### Complete the following
1. According to the episode summary, at which company does the Airflow PMC member Amag (Amog) Desai work?
2. Continue the episode summary from the point where it stops.

### Text block
— start —

#540: Modern Python monorepo with uv and prek

Summary of #540: Modern Python monorepo with uv and prek

by Michael Kennedy

1h 2mMarch 13, 2026

Overview of #540: Modern Python monorepo with uv and prec

This episode of Talk Python to Me (host Michael Kennedy) is a deep, practical look inside Apache Airflow — one of the largest open-source Python monorepos — with maintainers Yarek Patuk and Amag (Amog) Desai. They explain why Airflow uses a monorepo, the tooling and Python packaging standards that made it feasible at scale, how the contributor workflow works (uv workspaces + prec hooks + per-package pyproject.toml), and the architectural choices (including a symlink-based “shared libraries” approach) that let them balance DRYness, isolation, and backward compatibility.

Guests and context

  • Yarek Patuk — Airflow maintainer, Apache Software Foundation member, Security Committee member (drives security/supply chain thinking).
  • Amag (Amog) Desai — Apache Airflow PMC member, top contributor, works at Astronomer (major Airflow stakeholder).
  • Project scale highlighted: ~1.2M lines of Python (≈918k excluding comments), 100+ internal packages/distributions, heavy daily PR/issue traffic (dozens of PRs/day).

Key topics covered

  • What a monorepo is (and how it differs from a monolith or multi-repo approach).
  • Why Airflow chose/keeps a monorepo and how modern tooling changed the tradeoffs.
  • Tooling and standards that enabled scaling: uv workspaces, per-package pyproject.toml, dependency groups, inline script metadata, pip changes.
  • prec (replacement/enhanced alternative to pre-commit) for workspace-aware hooks and faster local checks.
  • Shared libraries implemented via symlinks + automated vendoring to avoid runtime/dependency conflicts while keeping code DRY.
  • Contribution/workflow realities (CI/QA, code review, AI-generated PRs, security considerations).

— end —

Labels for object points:
— start —

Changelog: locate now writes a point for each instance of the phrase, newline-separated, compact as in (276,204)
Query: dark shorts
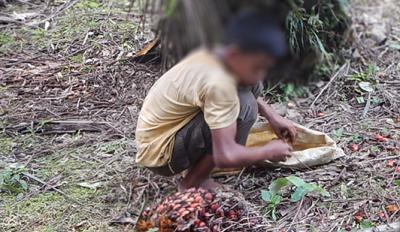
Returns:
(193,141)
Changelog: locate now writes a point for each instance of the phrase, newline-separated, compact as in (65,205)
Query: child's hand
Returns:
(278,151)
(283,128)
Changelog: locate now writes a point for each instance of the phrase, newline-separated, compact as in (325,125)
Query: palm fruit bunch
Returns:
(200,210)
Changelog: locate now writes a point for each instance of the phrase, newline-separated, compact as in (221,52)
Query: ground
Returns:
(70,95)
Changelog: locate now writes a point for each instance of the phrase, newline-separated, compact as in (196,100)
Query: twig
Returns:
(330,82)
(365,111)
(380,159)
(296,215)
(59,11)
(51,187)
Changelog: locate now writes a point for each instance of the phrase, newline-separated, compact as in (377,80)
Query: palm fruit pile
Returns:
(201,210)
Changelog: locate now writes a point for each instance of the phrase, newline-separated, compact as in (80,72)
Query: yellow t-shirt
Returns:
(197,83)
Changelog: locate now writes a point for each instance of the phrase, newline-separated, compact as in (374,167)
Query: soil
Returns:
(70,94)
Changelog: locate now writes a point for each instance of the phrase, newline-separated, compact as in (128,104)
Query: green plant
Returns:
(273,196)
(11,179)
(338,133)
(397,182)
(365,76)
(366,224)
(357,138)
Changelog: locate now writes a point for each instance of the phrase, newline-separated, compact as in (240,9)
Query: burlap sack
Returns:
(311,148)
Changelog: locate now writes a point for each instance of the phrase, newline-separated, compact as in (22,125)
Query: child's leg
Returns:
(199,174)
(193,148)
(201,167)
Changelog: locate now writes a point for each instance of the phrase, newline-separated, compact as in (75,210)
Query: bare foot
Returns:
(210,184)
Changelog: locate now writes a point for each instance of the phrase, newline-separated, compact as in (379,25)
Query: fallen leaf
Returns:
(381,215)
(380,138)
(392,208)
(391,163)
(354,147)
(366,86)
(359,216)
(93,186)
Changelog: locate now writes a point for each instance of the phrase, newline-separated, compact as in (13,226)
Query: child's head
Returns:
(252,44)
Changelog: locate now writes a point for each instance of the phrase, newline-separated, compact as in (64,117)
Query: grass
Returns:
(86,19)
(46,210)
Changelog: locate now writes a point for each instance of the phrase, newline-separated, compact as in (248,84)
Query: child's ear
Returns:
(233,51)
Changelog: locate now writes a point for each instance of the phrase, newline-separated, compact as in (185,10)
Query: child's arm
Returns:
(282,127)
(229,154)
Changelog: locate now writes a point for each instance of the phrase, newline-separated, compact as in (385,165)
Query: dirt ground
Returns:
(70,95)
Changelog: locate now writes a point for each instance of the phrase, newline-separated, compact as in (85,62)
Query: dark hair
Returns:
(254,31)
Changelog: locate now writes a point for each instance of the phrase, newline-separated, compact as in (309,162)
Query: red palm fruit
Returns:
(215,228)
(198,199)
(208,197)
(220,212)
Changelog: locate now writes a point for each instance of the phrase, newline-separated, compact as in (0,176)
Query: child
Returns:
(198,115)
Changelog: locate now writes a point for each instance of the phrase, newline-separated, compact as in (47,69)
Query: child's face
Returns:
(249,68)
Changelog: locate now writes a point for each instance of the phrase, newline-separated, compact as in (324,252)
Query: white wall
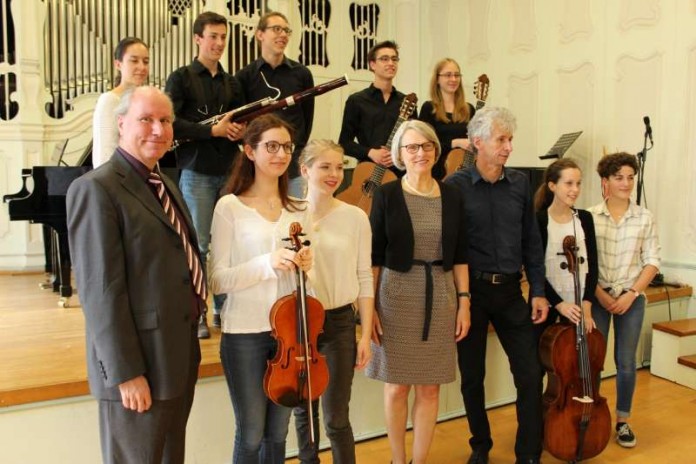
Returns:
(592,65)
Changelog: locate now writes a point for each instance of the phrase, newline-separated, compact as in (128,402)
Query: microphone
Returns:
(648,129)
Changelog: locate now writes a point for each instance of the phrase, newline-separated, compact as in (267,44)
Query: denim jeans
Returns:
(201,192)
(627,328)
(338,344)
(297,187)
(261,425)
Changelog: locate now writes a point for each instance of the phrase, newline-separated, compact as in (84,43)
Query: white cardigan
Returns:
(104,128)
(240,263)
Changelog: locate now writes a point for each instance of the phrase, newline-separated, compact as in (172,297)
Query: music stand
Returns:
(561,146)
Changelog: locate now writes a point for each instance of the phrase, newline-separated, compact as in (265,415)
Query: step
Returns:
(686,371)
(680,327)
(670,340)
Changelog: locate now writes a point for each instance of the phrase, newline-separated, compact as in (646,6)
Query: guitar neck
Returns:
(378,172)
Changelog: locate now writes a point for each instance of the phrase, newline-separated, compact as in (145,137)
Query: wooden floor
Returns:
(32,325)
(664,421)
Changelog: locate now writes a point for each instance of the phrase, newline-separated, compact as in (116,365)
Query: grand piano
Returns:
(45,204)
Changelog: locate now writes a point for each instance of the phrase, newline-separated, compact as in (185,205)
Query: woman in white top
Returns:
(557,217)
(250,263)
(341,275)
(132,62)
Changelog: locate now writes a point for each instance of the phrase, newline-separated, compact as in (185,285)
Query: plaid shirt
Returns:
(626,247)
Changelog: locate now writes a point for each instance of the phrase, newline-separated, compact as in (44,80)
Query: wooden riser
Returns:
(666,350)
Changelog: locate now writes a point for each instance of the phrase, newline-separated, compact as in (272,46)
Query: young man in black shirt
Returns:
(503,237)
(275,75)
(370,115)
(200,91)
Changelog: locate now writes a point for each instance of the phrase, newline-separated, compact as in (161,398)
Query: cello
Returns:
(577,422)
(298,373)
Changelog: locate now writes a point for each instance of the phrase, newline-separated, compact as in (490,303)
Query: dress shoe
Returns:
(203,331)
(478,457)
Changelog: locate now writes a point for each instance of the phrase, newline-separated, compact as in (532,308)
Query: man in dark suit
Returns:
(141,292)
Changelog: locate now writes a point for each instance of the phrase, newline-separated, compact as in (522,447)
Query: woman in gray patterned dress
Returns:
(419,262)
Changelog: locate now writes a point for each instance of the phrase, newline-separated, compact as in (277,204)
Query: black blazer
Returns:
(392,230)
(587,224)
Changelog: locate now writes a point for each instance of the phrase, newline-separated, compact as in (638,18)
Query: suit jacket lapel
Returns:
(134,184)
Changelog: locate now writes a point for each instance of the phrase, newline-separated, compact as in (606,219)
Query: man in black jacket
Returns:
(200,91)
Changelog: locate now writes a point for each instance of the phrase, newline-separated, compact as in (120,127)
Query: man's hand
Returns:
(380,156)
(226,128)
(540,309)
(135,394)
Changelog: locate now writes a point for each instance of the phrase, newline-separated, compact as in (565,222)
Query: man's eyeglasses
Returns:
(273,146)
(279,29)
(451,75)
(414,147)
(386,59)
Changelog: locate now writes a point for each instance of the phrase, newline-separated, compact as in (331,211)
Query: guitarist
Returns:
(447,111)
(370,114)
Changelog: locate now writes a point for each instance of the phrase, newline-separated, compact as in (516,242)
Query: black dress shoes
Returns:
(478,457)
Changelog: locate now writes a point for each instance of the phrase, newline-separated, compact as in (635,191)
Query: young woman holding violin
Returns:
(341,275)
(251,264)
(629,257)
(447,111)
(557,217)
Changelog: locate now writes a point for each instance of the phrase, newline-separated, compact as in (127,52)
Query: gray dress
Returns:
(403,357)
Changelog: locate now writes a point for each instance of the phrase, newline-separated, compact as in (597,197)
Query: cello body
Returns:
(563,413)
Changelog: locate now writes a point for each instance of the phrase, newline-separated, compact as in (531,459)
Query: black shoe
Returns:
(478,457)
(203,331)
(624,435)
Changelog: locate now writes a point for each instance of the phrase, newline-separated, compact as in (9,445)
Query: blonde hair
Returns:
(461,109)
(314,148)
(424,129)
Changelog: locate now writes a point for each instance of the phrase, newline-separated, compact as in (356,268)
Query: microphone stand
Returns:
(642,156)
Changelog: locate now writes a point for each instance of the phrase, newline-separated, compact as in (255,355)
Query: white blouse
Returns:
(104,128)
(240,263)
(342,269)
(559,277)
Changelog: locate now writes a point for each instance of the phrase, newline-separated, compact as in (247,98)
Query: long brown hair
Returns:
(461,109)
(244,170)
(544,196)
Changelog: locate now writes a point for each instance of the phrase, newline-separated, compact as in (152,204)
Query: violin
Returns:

— end —

### Results
1. Astronomer.

2.
  • IDE integration and helper scripts for PyCharm/VS Code to make multi-package repos editable.

Main takeaways (concise)

  • Modern packaging standards + tooling make monorepos practical for large Python projects. The classic reasons to split into many repos have mostly faded if you use the right tools.
  • uv workspaces are a game-changer: they let you treat a sub-package as the “active project”, auto-sync (and isolate) the virtual environment to only the dependencies declared for that package, and use source packages in-workspace rather than PyPI installs.
    • Common commands: uv sync (create/update env for that package) and uv run pytest (auto-sync + run tests for that package).
  • Use per-package pyproject.toml (dependency groups, inline script metadata) as the single source of truth for each distribution. New PEPs (inline script metadata — PEP 723; dependency groups — e.g. PEP 735) + pip and tooling support make this workable.
  • prec (workspace-aware pre-commit alternative) allows defining hooks inside each distribution, runs fast, supports tab-completion and local scoping of hooks — making local dev + CI more reliable.
  • Shared libraries: symlink-and-vendor approach — embed (vendor) the exact version of shared code into a distribution at build time to avoid runtime conflicts and keep packages independent. This gives the benefits of code reuse without forcing a single shared runtime dependency version for all consumers.
  • Large-project benefits from these approaches:
    • Enforced isolation (can't import code unless declared dependency).
    • Easier local testing and reproducible builds.
    • Cleaner architecture: encourages explicit initialization, dependency injection, and fewer implicit global imports.
    • Better contributor onboarding and fewer “mystery” dependencies in developer envs.

Notable numbers & operational facts

  • ~1.2M lines of Python; ~120+ Python distributions/subpackages.
  • Weekly pulse example: ~310 active PRs in a week, ~200 merged; heavy daily review load.
  • Hundreds of automated checks (pre-commit/CI hooks) enforce quality across packages.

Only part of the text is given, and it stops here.